EXERCISE OBJECTIVE: Any pictures in the records below should be skipped; write out everything else exactly.
___ SUPPLIED RECORDS ___
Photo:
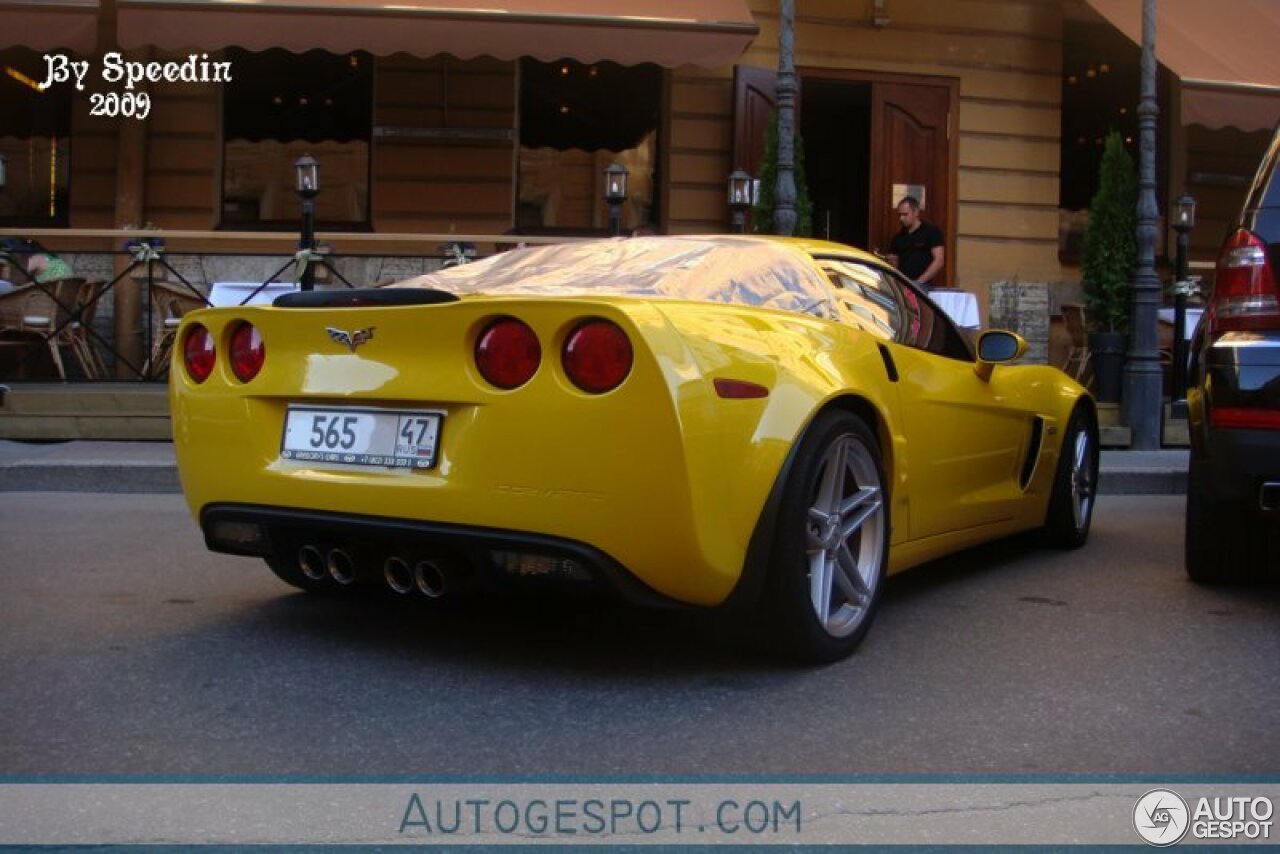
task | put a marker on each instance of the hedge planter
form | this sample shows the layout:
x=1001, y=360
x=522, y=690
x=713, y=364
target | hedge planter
x=1107, y=350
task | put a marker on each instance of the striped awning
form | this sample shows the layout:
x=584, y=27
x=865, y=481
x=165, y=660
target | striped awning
x=1224, y=51
x=702, y=32
x=49, y=24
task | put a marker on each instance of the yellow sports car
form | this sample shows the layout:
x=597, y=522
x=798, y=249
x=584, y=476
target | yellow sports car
x=703, y=421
___
THE REPLY:
Photo:
task | put a marker on each instance of the hedge planter
form | this sample shows the layout:
x=1001, y=360
x=522, y=690
x=713, y=364
target | hedge planter
x=1107, y=350
task | put a marker on each instance of the striped awning
form | this sample shows the layout:
x=584, y=27
x=865, y=481
x=165, y=660
target | striped awning
x=1224, y=51
x=702, y=32
x=49, y=24
task | put a marker on each instance of the yellow sports car
form | this sample shows the layout:
x=597, y=522
x=798, y=249
x=584, y=476
target | yellow sports car
x=703, y=421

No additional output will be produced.